▸ **Cosa si chiede**:
Trasforma tutte le righe seguenti in un elenco numerato, saltando quelle vuote. Lascia fuori dalla risposta le immagini.

▸ **Dati in ingresso**:
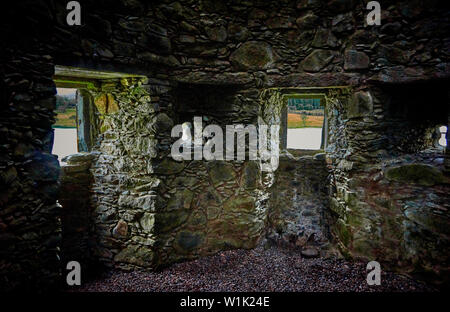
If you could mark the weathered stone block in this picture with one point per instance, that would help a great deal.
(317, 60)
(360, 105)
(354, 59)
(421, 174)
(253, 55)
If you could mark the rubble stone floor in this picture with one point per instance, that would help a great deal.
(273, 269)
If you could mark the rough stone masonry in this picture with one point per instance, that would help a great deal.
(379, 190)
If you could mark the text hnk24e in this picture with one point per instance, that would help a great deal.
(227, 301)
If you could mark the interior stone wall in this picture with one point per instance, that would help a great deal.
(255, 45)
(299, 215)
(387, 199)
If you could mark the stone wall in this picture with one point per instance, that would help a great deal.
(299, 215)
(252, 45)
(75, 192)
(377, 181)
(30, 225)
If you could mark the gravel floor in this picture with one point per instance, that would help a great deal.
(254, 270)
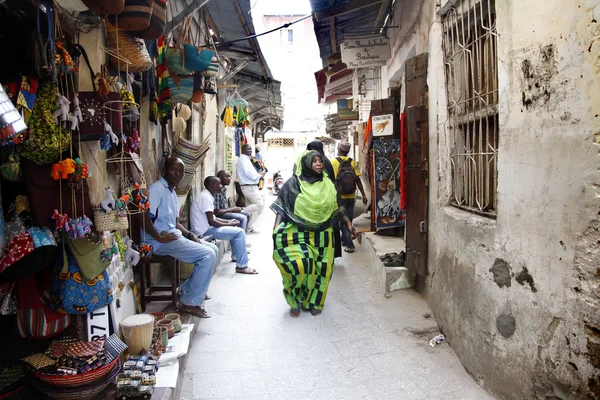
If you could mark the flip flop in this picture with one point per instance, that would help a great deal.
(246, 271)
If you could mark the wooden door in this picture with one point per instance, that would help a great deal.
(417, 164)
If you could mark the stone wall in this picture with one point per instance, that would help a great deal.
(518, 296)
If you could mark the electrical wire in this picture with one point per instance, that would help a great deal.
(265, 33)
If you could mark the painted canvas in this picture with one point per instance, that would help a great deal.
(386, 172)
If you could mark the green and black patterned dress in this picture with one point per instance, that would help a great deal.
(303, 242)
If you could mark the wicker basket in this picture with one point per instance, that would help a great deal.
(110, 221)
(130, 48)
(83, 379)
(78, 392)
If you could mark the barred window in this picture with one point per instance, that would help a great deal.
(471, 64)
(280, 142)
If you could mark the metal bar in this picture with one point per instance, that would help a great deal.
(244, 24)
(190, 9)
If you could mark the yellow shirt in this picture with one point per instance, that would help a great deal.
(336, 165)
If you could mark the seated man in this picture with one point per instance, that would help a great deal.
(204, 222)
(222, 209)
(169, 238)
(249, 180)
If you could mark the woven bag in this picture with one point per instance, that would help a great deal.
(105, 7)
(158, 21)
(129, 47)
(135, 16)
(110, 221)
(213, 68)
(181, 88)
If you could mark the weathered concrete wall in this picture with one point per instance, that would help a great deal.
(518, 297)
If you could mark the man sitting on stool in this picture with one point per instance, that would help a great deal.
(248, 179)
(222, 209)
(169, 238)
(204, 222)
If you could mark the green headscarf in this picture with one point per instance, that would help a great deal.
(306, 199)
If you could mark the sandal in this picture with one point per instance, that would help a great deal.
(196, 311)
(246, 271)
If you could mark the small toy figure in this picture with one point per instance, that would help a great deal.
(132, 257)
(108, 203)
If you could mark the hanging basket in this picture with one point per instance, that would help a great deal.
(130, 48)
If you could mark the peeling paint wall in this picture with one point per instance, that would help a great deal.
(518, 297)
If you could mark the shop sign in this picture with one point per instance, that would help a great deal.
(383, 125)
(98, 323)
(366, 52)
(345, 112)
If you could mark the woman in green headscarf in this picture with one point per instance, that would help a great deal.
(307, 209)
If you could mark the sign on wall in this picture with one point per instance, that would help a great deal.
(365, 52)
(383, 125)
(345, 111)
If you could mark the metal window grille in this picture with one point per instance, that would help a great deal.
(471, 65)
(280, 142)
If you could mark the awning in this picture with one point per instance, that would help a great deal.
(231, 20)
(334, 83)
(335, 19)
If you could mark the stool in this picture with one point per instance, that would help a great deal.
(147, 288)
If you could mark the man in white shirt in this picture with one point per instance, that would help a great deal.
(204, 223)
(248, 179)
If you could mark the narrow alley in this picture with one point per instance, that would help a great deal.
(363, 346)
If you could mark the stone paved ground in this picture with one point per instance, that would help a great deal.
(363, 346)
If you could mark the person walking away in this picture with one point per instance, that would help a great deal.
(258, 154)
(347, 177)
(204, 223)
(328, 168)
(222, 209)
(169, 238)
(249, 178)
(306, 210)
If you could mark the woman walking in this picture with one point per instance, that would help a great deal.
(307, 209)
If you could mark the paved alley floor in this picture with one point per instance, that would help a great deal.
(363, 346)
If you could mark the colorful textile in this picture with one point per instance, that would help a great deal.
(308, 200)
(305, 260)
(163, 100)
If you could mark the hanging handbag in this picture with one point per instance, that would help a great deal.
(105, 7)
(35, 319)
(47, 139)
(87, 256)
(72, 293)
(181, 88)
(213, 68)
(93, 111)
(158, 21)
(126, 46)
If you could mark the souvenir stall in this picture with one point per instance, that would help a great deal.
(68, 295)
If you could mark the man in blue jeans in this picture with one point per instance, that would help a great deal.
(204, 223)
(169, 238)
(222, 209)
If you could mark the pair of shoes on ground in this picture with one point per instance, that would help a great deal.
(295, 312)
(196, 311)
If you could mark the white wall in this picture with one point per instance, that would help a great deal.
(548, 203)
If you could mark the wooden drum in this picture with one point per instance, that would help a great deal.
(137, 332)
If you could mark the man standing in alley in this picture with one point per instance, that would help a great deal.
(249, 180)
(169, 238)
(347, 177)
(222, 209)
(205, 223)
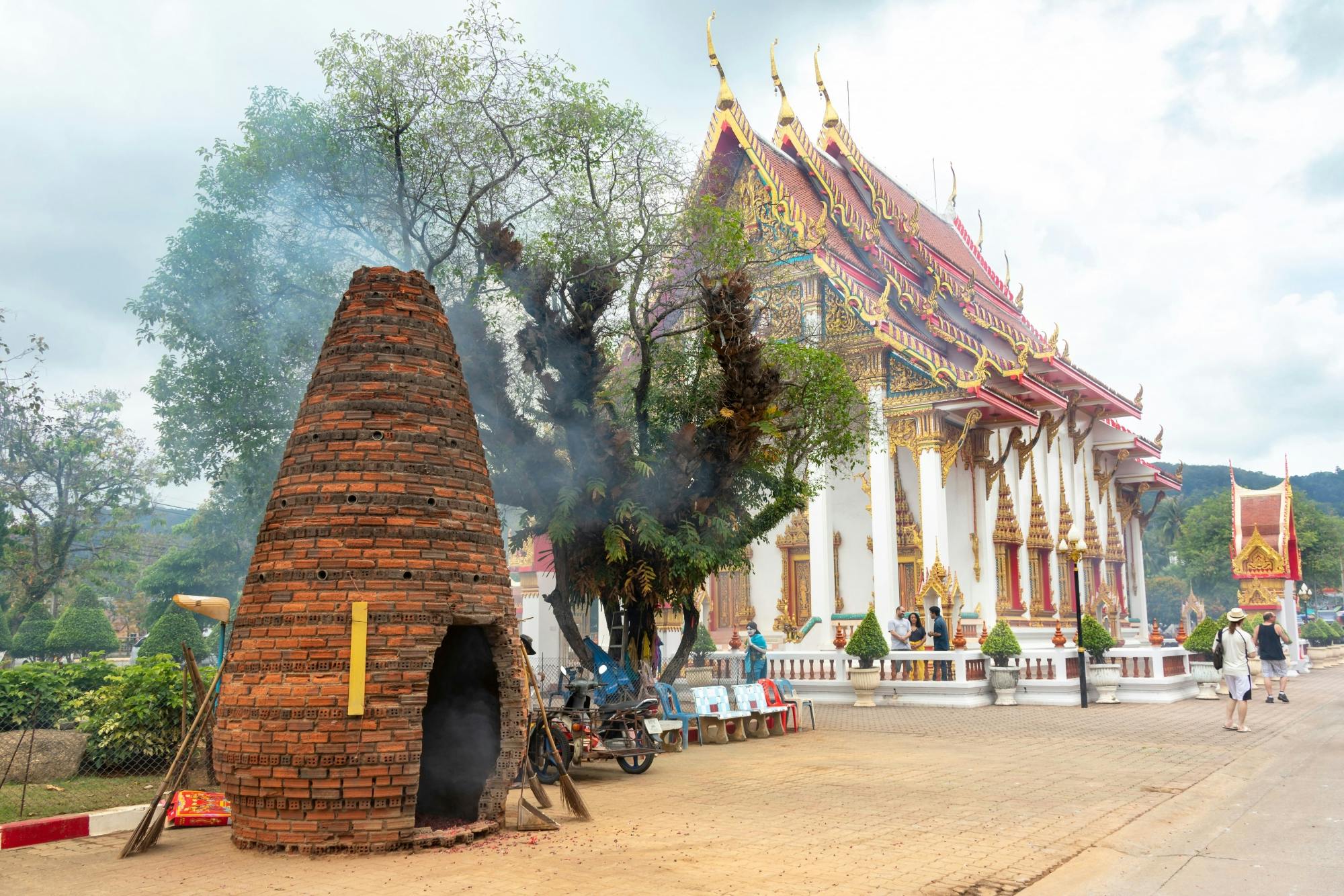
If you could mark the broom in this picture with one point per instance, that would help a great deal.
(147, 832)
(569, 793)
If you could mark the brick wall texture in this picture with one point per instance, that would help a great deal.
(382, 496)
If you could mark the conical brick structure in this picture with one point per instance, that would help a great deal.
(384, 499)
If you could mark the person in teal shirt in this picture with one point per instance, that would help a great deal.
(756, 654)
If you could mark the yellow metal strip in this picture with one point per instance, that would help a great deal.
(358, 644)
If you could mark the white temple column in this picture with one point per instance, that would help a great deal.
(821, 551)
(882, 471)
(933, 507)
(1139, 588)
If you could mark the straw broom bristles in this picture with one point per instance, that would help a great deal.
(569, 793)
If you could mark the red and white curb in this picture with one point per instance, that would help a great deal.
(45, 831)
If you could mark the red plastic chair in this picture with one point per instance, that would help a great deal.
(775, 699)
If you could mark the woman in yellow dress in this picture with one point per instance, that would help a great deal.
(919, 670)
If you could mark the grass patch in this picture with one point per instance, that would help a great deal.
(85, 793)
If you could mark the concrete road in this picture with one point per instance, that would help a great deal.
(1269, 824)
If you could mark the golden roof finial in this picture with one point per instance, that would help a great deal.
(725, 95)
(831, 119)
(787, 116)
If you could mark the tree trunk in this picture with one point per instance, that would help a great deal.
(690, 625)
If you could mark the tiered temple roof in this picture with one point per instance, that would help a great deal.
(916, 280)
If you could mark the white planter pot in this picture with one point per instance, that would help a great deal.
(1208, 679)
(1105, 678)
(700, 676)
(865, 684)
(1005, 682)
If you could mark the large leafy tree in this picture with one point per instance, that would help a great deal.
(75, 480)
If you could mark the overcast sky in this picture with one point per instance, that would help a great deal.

▸ **Soluzione**:
1. If you could mark the weathered stone block in this picture with one point per instance, that would help a great deal.
2. (317, 60)
3. (360, 105)
4. (354, 59)
5. (421, 174)
6. (253, 55)
7. If you could mark the rubble stone floor in this picture with one point per instance, that would help a great deal.
8. (273, 269)
9. If you could mark the rough stone masonry in this picture with one point per instance, that would help a great deal.
10. (379, 190)
11. If you could mark the text hnk24e in this picture with one point per instance, that would help a great deal.
12. (227, 301)
13. If you could mark the interior stone wall in this picture with one point per instance, that would help a great deal.
14. (255, 45)
15. (299, 215)
16. (387, 199)
17. If you could mark the stone wall in this picture with one point per instance, that would help a great deal.
18. (299, 215)
19. (252, 45)
20. (75, 192)
21. (377, 181)
22. (30, 225)
23. If you could mark the gravel floor in this picture with one point per instance, that would help a great deal.
24. (254, 270)
25. If you could mark the flip flop in this picture with one point per instance, that would help a great deal.
26. (246, 271)
27. If you could mark the wooden door in this picture with one point per instance, that would help a great deal.
28. (417, 164)
29. If you could mark the stone wall in this picture with one point per instance, that would help a great deal.
30. (518, 296)
31. If you could mark the electrical wire in this picture with one point per instance, that would help a great deal.
32. (265, 33)
33. If you could mark the painted canvas in this picture with one point per instance, that would help a great deal.
34. (386, 172)
35. If you could mark the green and black patterned dress in this picture with one point per instance, that would help a great deal.
36. (303, 242)
37. If you could mark the wicker basket in this picture with one point per instance, that would help a great deal.
38. (110, 221)
39. (130, 48)
40. (83, 379)
41. (78, 392)
42. If you could mark the barred window in this picture with one point per instance, that would help a great deal.
43. (471, 64)
44. (280, 142)
45. If you could mark the metal bar in this picture with one point per instance, that would help a great deal.
46. (244, 24)
47. (190, 9)
48. If you could mark the yellow shirt in this picture with one point per instance, that would help a great deal.
49. (336, 165)
50. If you could mark the seated man in this picture with one point per instance, that would help a great deal.
51. (204, 222)
52. (222, 209)
53. (169, 238)
54. (249, 180)
55. If you could mark the woven bag in this picture with one point per instance, that would help a great deal.
56. (105, 7)
57. (158, 21)
58. (129, 47)
59. (135, 16)
60. (110, 221)
61. (213, 68)
62. (181, 88)
63. If you could mark the weathered concrete wall in this picture with one point per instance, that would help a great deal.
64. (518, 297)
65. If you could mark the man sitting on stool in this picture with one point per instance, that would help a great deal.
66. (248, 179)
67. (222, 209)
68. (169, 238)
69. (204, 222)
70. If you could mark the green headscarf in this picture with one point per instance, that would help a great deal.
71. (306, 199)
72. If you could mark the sandal in this picture with one point per instance, that would help a great deal.
73. (196, 311)
74. (246, 271)
75. If you could mark the small toy figure in this picture with one point per instance, that would help a great deal.
76. (132, 257)
77. (108, 203)
78. If you could mark the hanging basket in this picture with one point per instance, that would help a great deal.
79. (130, 48)
80. If you could mark the peeling paint wall in this picture with one point per instance, that would help a great deal.
81. (518, 297)
82. If you could mark the shop sign in this picture with one point per instance, that would help a great deal.
83. (383, 125)
84. (98, 323)
85. (366, 52)
86. (345, 112)
87. If you could mark the woman in green headscarf in this picture with one point per instance, that would help a great deal.
88. (307, 209)
89. If you could mark the sign on wall in this picture with one point per instance, that would help a great deal.
90. (365, 52)
91. (383, 125)
92. (345, 111)
93. If you could mark the metal window grille in this picture with one point per instance, that would help a great deal.
94. (471, 65)
95. (280, 142)
96. If you could mark the awning in this picture with one point per instance, that would help a great deal.
97. (231, 20)
98. (334, 83)
99. (335, 19)
100. If you could mark the stool in this picture with one point per instance, that would help a great deal.
101. (147, 288)
102. If you could mark the man in white shirt in this picture with one point per instance, that would help a great deal.
103. (204, 223)
104. (248, 179)
105. If you could mark the narrow alley in this picture with one point per instance, that would help a great deal.
106. (363, 346)
107. If you could mark the stone paved ground in this picture with one point per instance, that would help a great deal.
108. (363, 346)
109. If you could mark the person walking away in this picture with one point per instance, that would help a great deal.
110. (258, 154)
111. (347, 177)
112. (204, 223)
113. (328, 168)
114. (222, 209)
115. (169, 238)
116. (249, 178)
117. (306, 210)
118. If you could mark the woman walking in this picture with one point per instance, that would help a great deal.
119. (307, 209)
120. If you could mark the paved alley floor in this picture with one point per instance, that would help a great deal.
121. (363, 346)
122. If you could mark the colorful textile in this picture with one point per instance, that would help a great deal.
123. (308, 200)
124. (305, 260)
125. (163, 100)
126. If you could mark the hanging handbag in this picture with one point per instance, that would help a great deal.
127. (105, 7)
128. (35, 319)
129. (47, 139)
130. (87, 256)
131. (72, 293)
132. (181, 88)
133. (213, 68)
134. (93, 111)
135. (158, 21)
136. (126, 46)
137. If you could mark the souvenir stall in this picture with one point per instance, that would help a great deal.
138. (68, 295)
139. If you could mark the man in blue jeans in this picture with one point per instance, that would help a great deal.
140. (204, 223)
141. (169, 238)
142. (222, 209)
143. If you could mark the pair of shoes on ground in this picture with one point per instance, that would help a great deal.
144. (295, 312)
145. (196, 311)
146. If you could mark the white wall in this picture with one point per instance, that would help a great deal.
147. (548, 203)
148. If you could mark the wooden drum in this picture with one point per instance, that would help a great deal.
149. (137, 332)
150. If you could mark the man standing in alley in this picture with one point per instance, that would help a great deal.
151. (249, 180)
152. (169, 238)
153. (347, 177)
154. (222, 209)
155. (205, 223)
156. If you could mark the broom in this picture with one point per instance, that would help a great deal.
157. (147, 832)
158. (569, 793)
159. If you could mark the brick wall texture in this picture with one point per instance, that would help a great deal.
160. (382, 496)
161. If you could mark the conical brick structure in this picture with one point per instance, that would help a great deal.
162. (384, 499)
163. If you could mark the person in teal shirt in this picture with one point per instance, that would help a great deal.
164. (756, 654)
165. If you could mark the yellow metal strip in this picture with one point per instance, that would help a great deal.
166. (358, 644)
167. If you could mark the white temple column in this picture with one point per instance, that would help a great deal.
168. (821, 551)
169. (882, 471)
170. (933, 507)
171. (1139, 588)
172. If you could mark the straw broom bristles in this picture with one point per instance, that would help a great deal.
173. (569, 793)
174. If you could mark the red and white curb in this picture with one point per instance, that would help a great deal.
175. (45, 831)
176. If you could mark the red plastic chair in this picture with one point per instance, that would help a great deal.
177. (775, 699)
178. If you could mark the woman in yellow dress in this picture with one point per instance, that would help a great deal.
179. (919, 670)
180. If you could mark the grass patch in this picture with one point per instance, that would help a great deal.
181. (85, 793)
182. If you could mark the concrete road in this picture with one point per instance, that would help a great deal.
183. (1269, 824)
184. If you could mark the golden roof finial in this picture with one point per instance, that would help a great deal.
185. (725, 95)
186. (831, 119)
187. (787, 116)
188. If you could mark the tree trunk in this picture with one point per instance, that would help a great deal.
189. (690, 625)
190. If you could mark the tiered temple roof in this picture with one point per instance, that would help a great deal.
191. (916, 280)
192. If you could mark the white planter pot in this picture with one point per instance, that would help a great deal.
193. (1208, 679)
194. (1105, 678)
195. (700, 676)
196. (865, 684)
197. (1005, 682)
198. If you could mark the large leafy tree in this picture with one point per instance, that would help a great deal.
199. (75, 480)
200. If you could mark the overcast sky in this picture with one point per instance, that would help a great deal.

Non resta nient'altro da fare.